§ Exercise: Lay out the lines below as a numbered list, skipping any blank lines and leaving the pictures out of your answer.

§ Data:
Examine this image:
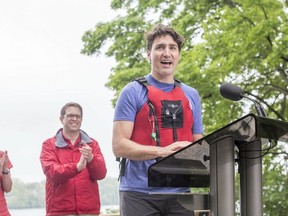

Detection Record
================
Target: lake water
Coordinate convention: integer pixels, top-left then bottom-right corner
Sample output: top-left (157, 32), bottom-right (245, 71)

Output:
top-left (9, 205), bottom-right (119, 216)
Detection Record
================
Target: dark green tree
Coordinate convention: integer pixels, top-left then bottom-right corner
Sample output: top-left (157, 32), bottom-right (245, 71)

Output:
top-left (82, 0), bottom-right (288, 215)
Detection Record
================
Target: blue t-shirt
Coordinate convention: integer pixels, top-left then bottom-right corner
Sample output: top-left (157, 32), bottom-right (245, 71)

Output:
top-left (114, 74), bottom-right (203, 193)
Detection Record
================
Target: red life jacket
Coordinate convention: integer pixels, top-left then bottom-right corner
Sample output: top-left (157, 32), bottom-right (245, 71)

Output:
top-left (131, 77), bottom-right (194, 147)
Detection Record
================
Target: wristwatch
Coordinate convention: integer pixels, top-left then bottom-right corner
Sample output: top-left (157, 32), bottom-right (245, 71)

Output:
top-left (2, 169), bottom-right (10, 175)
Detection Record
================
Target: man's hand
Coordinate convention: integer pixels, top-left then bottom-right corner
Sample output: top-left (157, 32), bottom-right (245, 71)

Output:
top-left (0, 151), bottom-right (8, 173)
top-left (159, 141), bottom-right (192, 157)
top-left (79, 140), bottom-right (94, 163)
top-left (77, 154), bottom-right (87, 172)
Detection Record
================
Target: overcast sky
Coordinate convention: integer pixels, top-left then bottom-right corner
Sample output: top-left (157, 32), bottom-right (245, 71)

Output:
top-left (0, 0), bottom-right (118, 182)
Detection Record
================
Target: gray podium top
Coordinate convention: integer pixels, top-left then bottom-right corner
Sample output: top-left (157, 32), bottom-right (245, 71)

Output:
top-left (148, 114), bottom-right (288, 187)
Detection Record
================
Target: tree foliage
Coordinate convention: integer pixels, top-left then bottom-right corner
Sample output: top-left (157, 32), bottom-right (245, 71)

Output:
top-left (82, 0), bottom-right (288, 215)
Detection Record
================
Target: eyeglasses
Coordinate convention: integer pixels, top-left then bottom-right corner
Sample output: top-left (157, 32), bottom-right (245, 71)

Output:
top-left (66, 114), bottom-right (82, 120)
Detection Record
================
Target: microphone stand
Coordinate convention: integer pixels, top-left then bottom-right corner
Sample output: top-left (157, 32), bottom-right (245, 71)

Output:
top-left (242, 94), bottom-right (267, 117)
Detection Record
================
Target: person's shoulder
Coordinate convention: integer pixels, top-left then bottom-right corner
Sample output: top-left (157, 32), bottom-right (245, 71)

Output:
top-left (43, 136), bottom-right (56, 145)
top-left (122, 76), bottom-right (146, 95)
top-left (179, 82), bottom-right (198, 94)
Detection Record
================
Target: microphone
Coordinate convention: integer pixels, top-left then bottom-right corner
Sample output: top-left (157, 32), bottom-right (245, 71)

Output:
top-left (220, 83), bottom-right (267, 117)
top-left (220, 83), bottom-right (244, 101)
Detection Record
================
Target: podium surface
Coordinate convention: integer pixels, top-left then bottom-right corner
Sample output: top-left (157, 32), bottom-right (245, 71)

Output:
top-left (148, 114), bottom-right (288, 187)
top-left (148, 114), bottom-right (288, 216)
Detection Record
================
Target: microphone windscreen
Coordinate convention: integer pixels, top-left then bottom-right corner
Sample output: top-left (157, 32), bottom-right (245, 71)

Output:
top-left (220, 83), bottom-right (244, 101)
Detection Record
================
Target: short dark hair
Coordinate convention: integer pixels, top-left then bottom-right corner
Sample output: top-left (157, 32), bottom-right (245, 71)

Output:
top-left (60, 102), bottom-right (83, 117)
top-left (145, 24), bottom-right (184, 52)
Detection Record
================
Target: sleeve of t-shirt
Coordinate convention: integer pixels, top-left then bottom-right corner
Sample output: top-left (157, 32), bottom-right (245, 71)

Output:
top-left (113, 81), bottom-right (147, 122)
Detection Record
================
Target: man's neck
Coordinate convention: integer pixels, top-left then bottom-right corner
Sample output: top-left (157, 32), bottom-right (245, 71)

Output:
top-left (63, 130), bottom-right (80, 145)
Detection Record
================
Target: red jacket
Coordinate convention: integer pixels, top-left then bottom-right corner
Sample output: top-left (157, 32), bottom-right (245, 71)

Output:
top-left (131, 80), bottom-right (194, 147)
top-left (40, 130), bottom-right (107, 216)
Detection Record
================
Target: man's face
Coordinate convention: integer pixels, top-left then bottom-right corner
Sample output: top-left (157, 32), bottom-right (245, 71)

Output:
top-left (147, 35), bottom-right (181, 81)
top-left (60, 106), bottom-right (82, 133)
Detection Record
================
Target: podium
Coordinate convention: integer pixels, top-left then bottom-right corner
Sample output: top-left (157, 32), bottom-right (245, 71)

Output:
top-left (148, 114), bottom-right (288, 216)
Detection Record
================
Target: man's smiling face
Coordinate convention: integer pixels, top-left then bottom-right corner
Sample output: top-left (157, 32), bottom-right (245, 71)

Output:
top-left (147, 35), bottom-right (181, 82)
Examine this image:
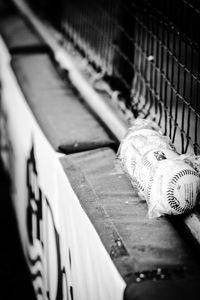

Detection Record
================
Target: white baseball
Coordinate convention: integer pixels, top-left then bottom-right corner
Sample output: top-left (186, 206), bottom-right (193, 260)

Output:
top-left (147, 160), bottom-right (200, 215)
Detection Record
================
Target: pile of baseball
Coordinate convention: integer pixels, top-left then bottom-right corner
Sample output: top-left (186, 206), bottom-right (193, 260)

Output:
top-left (118, 119), bottom-right (200, 218)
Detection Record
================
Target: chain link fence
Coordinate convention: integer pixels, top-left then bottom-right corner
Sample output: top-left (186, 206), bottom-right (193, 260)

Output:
top-left (26, 0), bottom-right (200, 154)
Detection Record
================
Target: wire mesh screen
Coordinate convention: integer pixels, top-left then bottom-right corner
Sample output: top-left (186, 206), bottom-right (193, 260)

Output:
top-left (25, 0), bottom-right (200, 154)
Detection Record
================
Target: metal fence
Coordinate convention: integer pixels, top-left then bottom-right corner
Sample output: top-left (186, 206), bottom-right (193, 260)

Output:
top-left (26, 0), bottom-right (200, 154)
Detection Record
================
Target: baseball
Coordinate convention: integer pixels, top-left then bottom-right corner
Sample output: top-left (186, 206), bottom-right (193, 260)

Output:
top-left (147, 160), bottom-right (200, 216)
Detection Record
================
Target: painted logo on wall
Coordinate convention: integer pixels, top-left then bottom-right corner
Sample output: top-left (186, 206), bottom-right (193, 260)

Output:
top-left (26, 146), bottom-right (73, 300)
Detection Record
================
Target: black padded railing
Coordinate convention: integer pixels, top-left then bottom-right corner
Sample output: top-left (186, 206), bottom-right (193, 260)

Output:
top-left (27, 0), bottom-right (200, 154)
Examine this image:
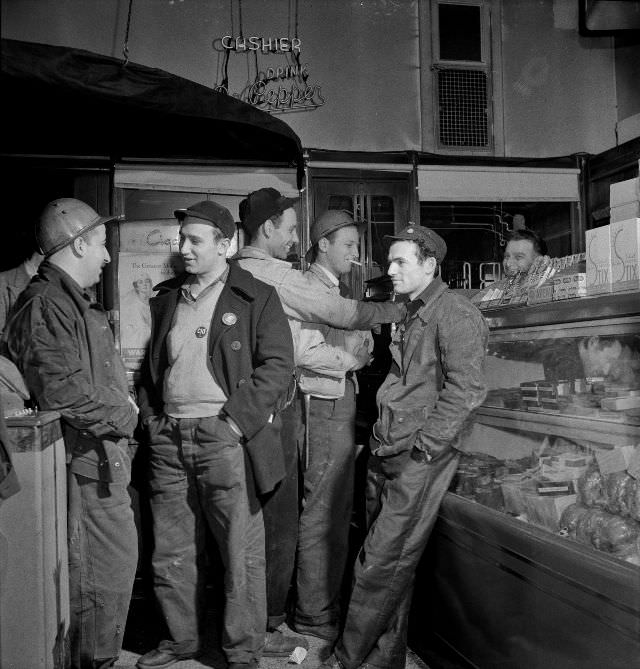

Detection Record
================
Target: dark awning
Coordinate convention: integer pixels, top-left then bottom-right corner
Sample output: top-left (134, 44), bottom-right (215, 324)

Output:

§ Result:
1. Examine this image:
2. Detection Record
3. ================
4. Target: lake water
5. Coordinate convention: integer pixels, top-left then bottom-right corner
6. Sample output: top-left (157, 32), bottom-right (245, 71)
7. Output:
8. top-left (9, 205), bottom-right (119, 216)
9. Detection Record
10. ================
11. Target: dark green tree
12. Coordinate convention: integer pixels, top-left then bottom-right corner
13. Sample output: top-left (157, 32), bottom-right (245, 71)
14. Output:
15. top-left (82, 0), bottom-right (288, 215)
16. Detection Record
17. ================
18. Target: blue t-shirt
19. Coordinate convention: integer pixels, top-left then bottom-right corner
20. Sample output: top-left (157, 32), bottom-right (245, 71)
21. Output:
22. top-left (114, 74), bottom-right (203, 193)
23. Detection Record
24. ================
25. Target: red life jacket
26. Coordinate convention: integer pixels, top-left then bottom-right corner
27. Sample output: top-left (157, 32), bottom-right (245, 71)
28. Output:
29. top-left (131, 77), bottom-right (194, 147)
30. Detection Record
31. ================
32. Target: wristwatch
33. Coordinate convention: integer pixels, top-left then bottom-right corner
34. Sample output: top-left (157, 32), bottom-right (245, 71)
35. Output:
36. top-left (2, 169), bottom-right (10, 175)
37. Detection Record
38. ================
39. Target: man's hand
40. Coordinate convention: integer pixels, top-left then bottom-right corner
41. Sample output: top-left (157, 32), bottom-right (245, 71)
42. Output:
43. top-left (0, 151), bottom-right (8, 173)
44. top-left (159, 141), bottom-right (192, 157)
45. top-left (79, 140), bottom-right (94, 163)
46. top-left (77, 154), bottom-right (87, 172)
47. Detection Record
48. ================
49. Target: overcast sky
50. Coordinate convention: integer pixels, top-left then bottom-right corner
51. Sample output: top-left (157, 32), bottom-right (245, 71)
52. Output:
53. top-left (0, 0), bottom-right (118, 182)
54. Detection Record
55. ================
56. Target: gray podium top
57. Coordinate convention: integer pixels, top-left then bottom-right corner
58. Sample output: top-left (157, 32), bottom-right (245, 71)
59. Output:
60. top-left (148, 114), bottom-right (288, 187)
61. Detection Record
62. ================
63. Target: tree foliage
64. Coordinate convention: integer pixels, top-left then bottom-right corner
65. Sample output: top-left (157, 32), bottom-right (245, 71)
66. Output:
67. top-left (82, 0), bottom-right (288, 215)
68. Detection Record
69. ================
70. Target: eyeglasses
71. Coordinate convention: integer pixels, top-left then bottom-right corner
72. Sample output: top-left (157, 32), bottom-right (245, 71)
73. Output:
74. top-left (66, 114), bottom-right (82, 120)
75. Detection Record
76. ================
77. Target: microphone stand
78. Coordinate convention: integer pixels, top-left then bottom-right corner
79. Sample output: top-left (157, 32), bottom-right (245, 71)
80. Output:
81. top-left (242, 94), bottom-right (267, 117)
82. Detection Record
83. ================
84. Target: person's shoulder
85. Coordinate convention: integer pixels, top-left then bottom-right corner
86. Sample output: top-left (157, 32), bottom-right (245, 71)
87. Output:
88. top-left (43, 136), bottom-right (56, 145)
89. top-left (122, 76), bottom-right (146, 95)
90. top-left (179, 82), bottom-right (198, 94)
91. Detection Record
92. ================
93. Target: microphone
94. Coordinate convention: integer pixels, top-left then bottom-right corner
95. Sample output: top-left (157, 32), bottom-right (245, 71)
96. Output:
97. top-left (220, 83), bottom-right (267, 117)
98. top-left (220, 83), bottom-right (244, 101)
99. Detection Record
100. ================
101. Target: podium surface
102. Coordinate convention: integer pixels, top-left then bottom-right corner
103. Sample output: top-left (157, 32), bottom-right (245, 71)
104. Output:
105. top-left (148, 114), bottom-right (288, 187)
106. top-left (148, 114), bottom-right (288, 216)
107. Detection Record
108. ================
109. Target: microphone windscreen
110. Coordinate convention: integer pixels, top-left then bottom-right corner
111. Sample output: top-left (157, 32), bottom-right (245, 71)
112. Output:
113. top-left (220, 83), bottom-right (244, 101)
114. Detection Record
115. ================
116. Target: short dark hair
117. Coordinate convention: integer pixels, top-left then bottom-right corner
118. Sample output: top-left (157, 32), bottom-right (245, 71)
119. Output:
120. top-left (60, 102), bottom-right (83, 117)
121. top-left (145, 24), bottom-right (184, 52)
122. Detection Record
123. ================
124. Target: sleeve of t-shirt
125. Coordinate convention: integer pixels, top-left then bottom-right corner
126. Sample output: top-left (157, 32), bottom-right (245, 71)
127. Output:
128. top-left (113, 81), bottom-right (147, 122)
129. Detection Record
130. ================
131. Target: man's neck
132. Coordinate convention: integer pixels, top-left then bottom-right corner
133. Sample output: top-left (157, 32), bottom-right (245, 71)
134. Output:
135. top-left (63, 130), bottom-right (80, 145)
136. Detection Record
137. ================
138. Target: red jacket
139. Coordinate convention: integer pixels, top-left then bottom-right corner
140. Sample output: top-left (157, 32), bottom-right (245, 71)
141. Output:
142. top-left (131, 80), bottom-right (194, 147)
143. top-left (40, 130), bottom-right (107, 216)
144. Detection Record
145. ================
146. Target: man's face
147. Coordinate convention: integer pixels, top-left then bottom-right corner
148. Sample output: top-left (157, 32), bottom-right (245, 71)
149. Output:
150. top-left (147, 35), bottom-right (181, 81)
151. top-left (60, 106), bottom-right (82, 133)
152. Detection Record
153. ================
154. Target: podium
155. Coordinate convention: integer pixels, top-left then bottom-right corner
156. Sample output: top-left (157, 32), bottom-right (245, 71)
157. Output:
158. top-left (148, 114), bottom-right (288, 216)
159. Detection Record
160. ================
161. Target: man's smiling face
162. Coordinate convention: integer pixels, top-left then bottom-right corner
163. Sample output: top-left (157, 32), bottom-right (245, 71)
164. Output:
165. top-left (147, 35), bottom-right (181, 82)
166. Examine this image:
167. Detection Record
168. ================
169. Target: white baseball
170. Coordinate convention: integer pixels, top-left then bottom-right corner
171. Sample output: top-left (186, 206), bottom-right (193, 260)
172. Output:
173. top-left (147, 160), bottom-right (200, 215)
174. Detection Record
175. ================
176. Target: pile of baseball
177. Coordinate convention: integer pixels, top-left then bottom-right corner
178. Sample output: top-left (186, 206), bottom-right (193, 260)
179. Output:
180. top-left (118, 119), bottom-right (200, 218)
181. Detection Record
182. ================
183. Target: chain link fence
184. Coordinate convention: integer pixels, top-left then bottom-right corner
185. Sample output: top-left (186, 206), bottom-right (193, 260)
186. Output:
187. top-left (26, 0), bottom-right (200, 154)
188. Detection Record
189. ================
190. Target: wire mesh screen
191. Coordinate convention: integer pixels, top-left then bottom-right corner
192. Sample output: top-left (186, 206), bottom-right (193, 260)
193. Output:
194. top-left (25, 0), bottom-right (200, 154)
195. Detection Record
196. ================
197. Target: metal fence
198. Coordinate convention: integer pixels, top-left then bottom-right corner
199. Sample output: top-left (186, 206), bottom-right (193, 260)
200. Output:
201. top-left (26, 0), bottom-right (200, 154)
202. Detection Record
203. ================
204. Target: baseball
205. Coordinate convention: integer pixels, top-left then bottom-right corner
206. Sample output: top-left (186, 206), bottom-right (193, 260)
207. Output:
208. top-left (147, 160), bottom-right (200, 216)
209. Detection Record
210. ================
211. Target: painted logo on wall
212. Coordinate convention: integer pixels, top-left then bottom-right corner
213. Sample output: top-left (186, 206), bottom-right (193, 260)
214. Output:
215. top-left (26, 146), bottom-right (73, 300)
216. Detection Record
217. ================
218. Target: black padded railing
219. Coordinate convention: integer pixels, top-left then bottom-right corner
220. Sample output: top-left (186, 206), bottom-right (193, 260)
221. Output:
222. top-left (27, 0), bottom-right (200, 154)
223. Examine this image:
224. Detection Record
225. ================
226. Target: dark awning
227. Coordinate convention: integer pixels, top-left then bottom-right corner
228. Sample output: top-left (134, 44), bottom-right (215, 324)
229. Output:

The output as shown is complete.